--- Begin Excerpted passage ---

The Purchaser shall also cause each Purchaser Plan (as hereinafter defined
below) to waive any preexisting condition which was waived under the terms of
any Plan immediately prior to the Closing or waiting period limitation which
would otherwise be applicable to a Company Employee on or after the Closing. The
Purchaser shall recognize any accrued but unused vacation of the Company
Employees as of the Closing Date, and the Purchaser shall cause the Company and
its Subsidiaries to provide such paid vacation. For purposes of this Agreement,
a "Purchaser Plan" shall mean any employee benefit plan, as defined in Section
3(3) of ERISA, or whatever nonqualified employee benefit or deferred
compensation plan, stock option, bonus or incentive plan or other employee
benefit or fringe benefit program, that may be in effect generally for employees
of the Purchaser and its Subsidiaries from time to time. (1)
(3) The Purchaser shall assume all liability for severance pay and
similar obligations payable to any Company Employee who is terminated by the
Purchaser or the Company, or any of their respective Subsidiaries, on or after
the Closing Date.
(1) Effective as of the Closing Date, Purchaser shall amend one of
Purchaser's defined benefit pension plans (the "Transferee Pension Plan")

--- End Excerpted passage ---
--- Begin Extracted data ---

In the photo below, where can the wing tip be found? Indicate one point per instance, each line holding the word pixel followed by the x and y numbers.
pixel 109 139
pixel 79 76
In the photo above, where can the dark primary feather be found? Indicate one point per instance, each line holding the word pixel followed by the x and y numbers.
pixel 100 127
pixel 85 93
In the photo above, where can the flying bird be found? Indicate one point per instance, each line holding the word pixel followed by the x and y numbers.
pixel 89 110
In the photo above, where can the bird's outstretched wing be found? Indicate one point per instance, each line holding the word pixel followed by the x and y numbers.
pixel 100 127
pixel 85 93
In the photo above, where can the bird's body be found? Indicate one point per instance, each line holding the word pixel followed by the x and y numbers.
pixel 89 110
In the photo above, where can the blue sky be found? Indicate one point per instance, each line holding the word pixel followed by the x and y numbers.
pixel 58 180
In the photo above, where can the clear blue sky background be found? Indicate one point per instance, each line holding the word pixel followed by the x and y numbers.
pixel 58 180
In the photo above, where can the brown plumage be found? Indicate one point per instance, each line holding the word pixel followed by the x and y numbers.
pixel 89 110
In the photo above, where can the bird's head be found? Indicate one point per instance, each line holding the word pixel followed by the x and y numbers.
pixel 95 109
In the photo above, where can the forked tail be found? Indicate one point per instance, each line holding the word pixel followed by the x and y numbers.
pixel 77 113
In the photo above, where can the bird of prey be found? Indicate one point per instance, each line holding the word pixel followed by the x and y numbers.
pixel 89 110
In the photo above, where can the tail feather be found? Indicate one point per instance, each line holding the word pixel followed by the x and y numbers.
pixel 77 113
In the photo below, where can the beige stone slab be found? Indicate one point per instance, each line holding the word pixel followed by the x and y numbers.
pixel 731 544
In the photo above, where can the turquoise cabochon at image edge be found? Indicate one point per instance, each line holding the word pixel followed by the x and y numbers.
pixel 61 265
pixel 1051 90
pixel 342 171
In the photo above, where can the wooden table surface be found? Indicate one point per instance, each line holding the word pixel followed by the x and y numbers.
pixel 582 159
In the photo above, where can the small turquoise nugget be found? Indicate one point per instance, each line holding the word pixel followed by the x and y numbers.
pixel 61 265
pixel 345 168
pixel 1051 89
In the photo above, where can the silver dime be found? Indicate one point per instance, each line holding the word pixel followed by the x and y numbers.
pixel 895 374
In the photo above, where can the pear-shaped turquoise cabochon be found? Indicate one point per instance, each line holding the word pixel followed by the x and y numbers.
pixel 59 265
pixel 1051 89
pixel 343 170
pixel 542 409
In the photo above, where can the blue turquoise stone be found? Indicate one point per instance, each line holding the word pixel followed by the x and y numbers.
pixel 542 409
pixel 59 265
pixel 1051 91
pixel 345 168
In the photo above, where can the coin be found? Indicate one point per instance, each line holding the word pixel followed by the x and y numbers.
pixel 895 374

--- End Extracted data ---
--- Begin Extracted data ---

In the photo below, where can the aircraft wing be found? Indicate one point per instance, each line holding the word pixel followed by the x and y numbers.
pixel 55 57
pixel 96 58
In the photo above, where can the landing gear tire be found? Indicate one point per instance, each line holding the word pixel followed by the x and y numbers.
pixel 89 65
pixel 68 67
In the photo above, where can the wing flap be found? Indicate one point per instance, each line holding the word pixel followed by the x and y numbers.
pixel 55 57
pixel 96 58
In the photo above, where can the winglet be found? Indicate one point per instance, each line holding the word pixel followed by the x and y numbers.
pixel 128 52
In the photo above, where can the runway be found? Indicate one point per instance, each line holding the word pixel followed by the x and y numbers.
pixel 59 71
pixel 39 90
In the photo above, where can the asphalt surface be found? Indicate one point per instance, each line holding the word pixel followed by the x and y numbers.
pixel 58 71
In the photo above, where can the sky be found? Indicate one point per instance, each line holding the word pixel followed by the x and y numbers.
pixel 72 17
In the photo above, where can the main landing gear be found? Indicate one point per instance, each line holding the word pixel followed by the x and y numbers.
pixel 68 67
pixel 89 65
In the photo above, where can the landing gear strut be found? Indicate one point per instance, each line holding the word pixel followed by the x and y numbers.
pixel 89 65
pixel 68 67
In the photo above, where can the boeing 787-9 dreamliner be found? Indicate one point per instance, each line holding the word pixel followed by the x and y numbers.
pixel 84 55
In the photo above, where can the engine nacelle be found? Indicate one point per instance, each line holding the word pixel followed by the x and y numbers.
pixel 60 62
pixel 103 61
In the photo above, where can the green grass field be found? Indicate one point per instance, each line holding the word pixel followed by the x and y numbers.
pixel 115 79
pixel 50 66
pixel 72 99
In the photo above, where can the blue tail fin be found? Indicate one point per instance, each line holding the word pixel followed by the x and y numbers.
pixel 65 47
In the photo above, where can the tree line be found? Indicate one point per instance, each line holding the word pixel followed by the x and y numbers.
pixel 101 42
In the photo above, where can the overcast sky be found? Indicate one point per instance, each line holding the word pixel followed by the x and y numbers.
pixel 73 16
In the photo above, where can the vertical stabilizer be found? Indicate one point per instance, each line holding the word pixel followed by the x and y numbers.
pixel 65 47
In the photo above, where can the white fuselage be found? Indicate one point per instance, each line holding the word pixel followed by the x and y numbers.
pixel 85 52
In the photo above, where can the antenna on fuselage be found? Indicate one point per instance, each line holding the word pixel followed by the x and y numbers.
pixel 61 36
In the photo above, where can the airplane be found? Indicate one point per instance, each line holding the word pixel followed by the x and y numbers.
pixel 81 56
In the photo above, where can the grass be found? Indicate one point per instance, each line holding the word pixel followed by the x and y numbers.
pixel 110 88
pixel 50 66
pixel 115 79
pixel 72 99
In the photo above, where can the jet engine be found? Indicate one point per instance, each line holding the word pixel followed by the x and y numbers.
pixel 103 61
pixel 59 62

--- End Extracted data ---

■ Request 1 ■
Answer these questions about the agreement excerpt:
(a) What vacation of the Company Employees must the Purchaser recognize as of the Closing Date?
(b) Which section of ERISA defines an employee benefit plan for the meaning of "Purchaser Plan"?
(c) What name is given to the defined benefit pension plan that the Purchaser shall amend?
■ Request 2 ■
Set down word for word everything in the agreement excerpt from "(3) The Purchaser" down to "the Closing Date.".

■ Correct output 1 ■
(a) Any accrued but unused vacation.
(b) Section 3(3).
(c) The "Transferee Pension Plan."

■ Correct output 2 ■
(3) The Purchaser shall assume all liability for severance pay and
similar obligations payable to any Company Employee who is terminated by the
Purchaser or the Company, or any of their respective Subsidiaries, on or after
the Closing Date.